Goal - Can you put each line of the rows below into a Markdown table with the columns No. and Line, numbering the lines in order and leaving out any blank ones?

Supplied records -
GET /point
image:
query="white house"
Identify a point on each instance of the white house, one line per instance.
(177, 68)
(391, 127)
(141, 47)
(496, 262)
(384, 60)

Task output -
| No. | Line |
|---|---|
| 1 | GET /point |
| 2 | image: |
| 3 | query="white house" |
| 4 | Identify a point on each instance of the white house, one line per instance. |
| 5 | (177, 68) |
| 6 | (391, 127) |
| 7 | (141, 47) |
| 8 | (496, 262) |
| 9 | (384, 60) |